§ **EXERCISE**
An exact copy of the lines from the one containing "Locate the clock" through the final line of the records is the only acceptable answer.

Stored items from a collection
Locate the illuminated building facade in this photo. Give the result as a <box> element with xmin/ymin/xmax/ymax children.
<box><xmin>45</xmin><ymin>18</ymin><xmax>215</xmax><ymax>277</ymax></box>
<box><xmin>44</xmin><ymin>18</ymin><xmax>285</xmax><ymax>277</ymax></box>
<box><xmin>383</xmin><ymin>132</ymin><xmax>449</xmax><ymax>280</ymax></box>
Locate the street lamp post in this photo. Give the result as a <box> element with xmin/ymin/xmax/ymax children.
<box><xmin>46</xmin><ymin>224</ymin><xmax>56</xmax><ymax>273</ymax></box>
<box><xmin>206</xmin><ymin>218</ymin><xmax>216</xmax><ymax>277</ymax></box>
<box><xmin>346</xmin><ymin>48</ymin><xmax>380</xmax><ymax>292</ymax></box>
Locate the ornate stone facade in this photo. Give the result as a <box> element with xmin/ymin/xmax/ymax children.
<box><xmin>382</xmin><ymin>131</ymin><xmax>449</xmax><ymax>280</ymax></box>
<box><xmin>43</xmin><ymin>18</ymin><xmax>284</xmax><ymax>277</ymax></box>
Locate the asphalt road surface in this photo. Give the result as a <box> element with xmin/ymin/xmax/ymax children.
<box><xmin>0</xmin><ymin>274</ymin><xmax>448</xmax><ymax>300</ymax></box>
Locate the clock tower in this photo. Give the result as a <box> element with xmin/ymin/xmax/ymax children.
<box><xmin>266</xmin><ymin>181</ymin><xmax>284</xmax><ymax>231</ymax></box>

§ **THE COMPLETED TASK**
Locate the clock tower in this photo. Give the result as a <box> element with xmin/ymin/xmax/ymax children.
<box><xmin>266</xmin><ymin>181</ymin><xmax>284</xmax><ymax>231</ymax></box>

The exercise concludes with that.